**EXTRAIT DE TEXTE**
__________________________________________________
« Youpi ! J’attends cette caisse depuis longtemps…Vous allez peut-être assister à une découverte. J’attends un film de 1926, « There ain’t no Santa Claus » (Il n’y a pas de Père Noël), un film de James Parrott avec Charley Chase. C’est l’histoire d’un type qui se déguise en Père Noël pour faire une surprise à ses enfants et il se trompe de cheminée ». En exhumant d’un colis de vieilles bobines enveloppées dans du papier journal, dont une réduite en poussières, Serge Bromberg vient d’introduire avec malice notre rencontre sous le signe d’un certain cinéma et du plaisir partagé.
Animateur télé, musicien, réalisateur de « L’Enfer » récemment césarisé, directeur artistique du Festival d’Annecy, Serge Bromberg est aussi le fondateur et responsable de Lobster Films, une société parisienne spécialisée dans la recherche, la restauration, la conservation et la promotion des films anciens, classiques comme inédits. Enfin, il est l’initiateur et l’acteur clé de Retour de Flamme, une séance de cinéma insolite articulée dès 1992 autour de titres rares, étonnants ou classiques, en noir et blanc ou en couleurs. Il y présente des films courts et les accompagne au piano, renouant ainsi avec la tradition des projections d’antan.
Peut-on dater votre engouement pour les vieux films ?
__________________________________________________
(Enregistrements d'identification de position)

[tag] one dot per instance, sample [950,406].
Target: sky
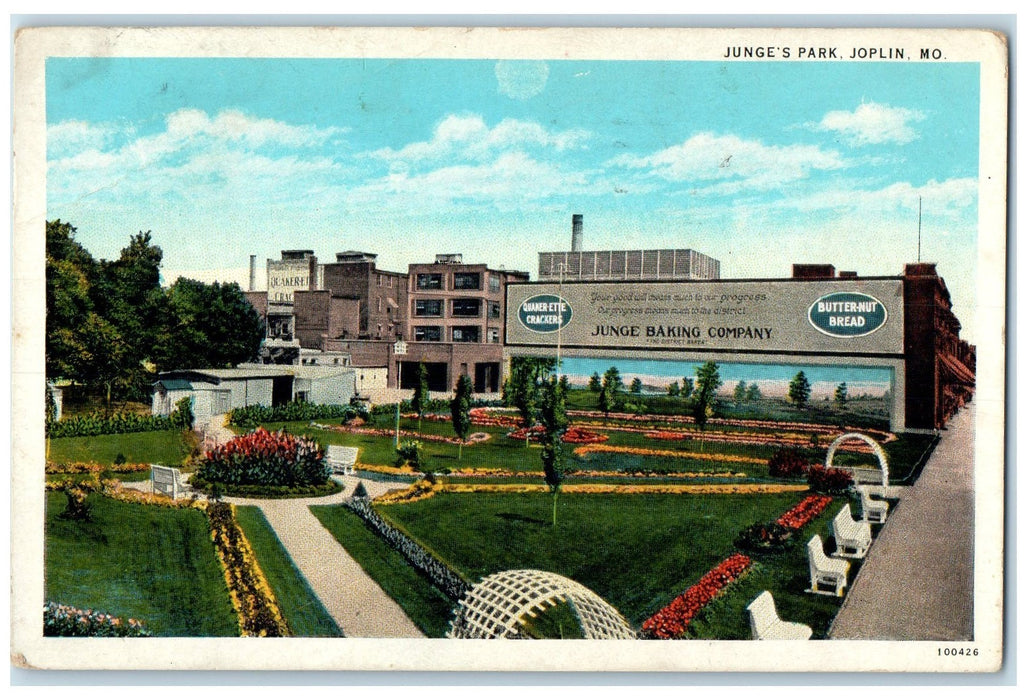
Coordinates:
[757,164]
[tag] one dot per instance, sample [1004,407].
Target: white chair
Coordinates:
[766,625]
[342,460]
[874,510]
[851,538]
[825,570]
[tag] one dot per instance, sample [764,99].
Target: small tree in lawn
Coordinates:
[798,390]
[687,387]
[841,394]
[708,381]
[460,409]
[554,417]
[420,399]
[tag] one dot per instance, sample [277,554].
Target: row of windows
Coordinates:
[465,281]
[466,308]
[458,334]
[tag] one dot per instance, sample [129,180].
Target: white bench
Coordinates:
[825,570]
[766,625]
[874,510]
[342,460]
[851,538]
[167,480]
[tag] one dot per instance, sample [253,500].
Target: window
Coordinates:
[428,334]
[429,280]
[428,307]
[467,307]
[466,280]
[466,334]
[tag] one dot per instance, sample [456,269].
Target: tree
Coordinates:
[798,390]
[841,394]
[523,385]
[421,395]
[206,325]
[554,418]
[460,410]
[708,381]
[687,387]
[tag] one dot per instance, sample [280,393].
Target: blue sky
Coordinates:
[758,164]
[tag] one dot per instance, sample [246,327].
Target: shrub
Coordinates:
[61,620]
[787,463]
[264,458]
[763,537]
[825,480]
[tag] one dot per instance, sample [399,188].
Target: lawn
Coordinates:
[164,446]
[151,564]
[637,551]
[425,605]
[304,613]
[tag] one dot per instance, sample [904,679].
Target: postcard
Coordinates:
[508,349]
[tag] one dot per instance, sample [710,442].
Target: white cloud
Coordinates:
[872,123]
[746,164]
[522,79]
[468,138]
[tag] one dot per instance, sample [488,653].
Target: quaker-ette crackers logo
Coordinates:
[847,314]
[544,313]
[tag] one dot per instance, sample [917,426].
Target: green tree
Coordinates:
[206,325]
[798,390]
[687,387]
[421,395]
[707,382]
[554,418]
[460,410]
[841,394]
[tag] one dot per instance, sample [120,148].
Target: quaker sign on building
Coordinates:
[834,316]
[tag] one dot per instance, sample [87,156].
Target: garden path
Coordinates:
[917,580]
[356,603]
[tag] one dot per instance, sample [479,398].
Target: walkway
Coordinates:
[356,603]
[917,580]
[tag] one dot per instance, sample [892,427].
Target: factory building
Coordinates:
[670,264]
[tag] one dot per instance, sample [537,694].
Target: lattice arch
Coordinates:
[494,608]
[881,457]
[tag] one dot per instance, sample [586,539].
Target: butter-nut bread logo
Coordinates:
[544,313]
[847,314]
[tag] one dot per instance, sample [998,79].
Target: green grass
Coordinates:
[425,605]
[155,565]
[165,446]
[304,613]
[637,551]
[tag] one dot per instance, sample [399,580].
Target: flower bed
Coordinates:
[806,510]
[258,611]
[90,468]
[645,452]
[673,621]
[61,620]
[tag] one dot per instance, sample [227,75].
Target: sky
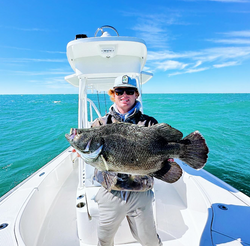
__________________________________________________
**CONSIGNE**
D'après l'extrait consacré à Serge Bromberg, quelle société a-t-il fondée ? Répondez en une phrase, s'il vous plaît.

**RÉPONSE RÉDIGÉE**
Il a fondé Lobster Films, une société parisienne spécialisée dans les films anciens.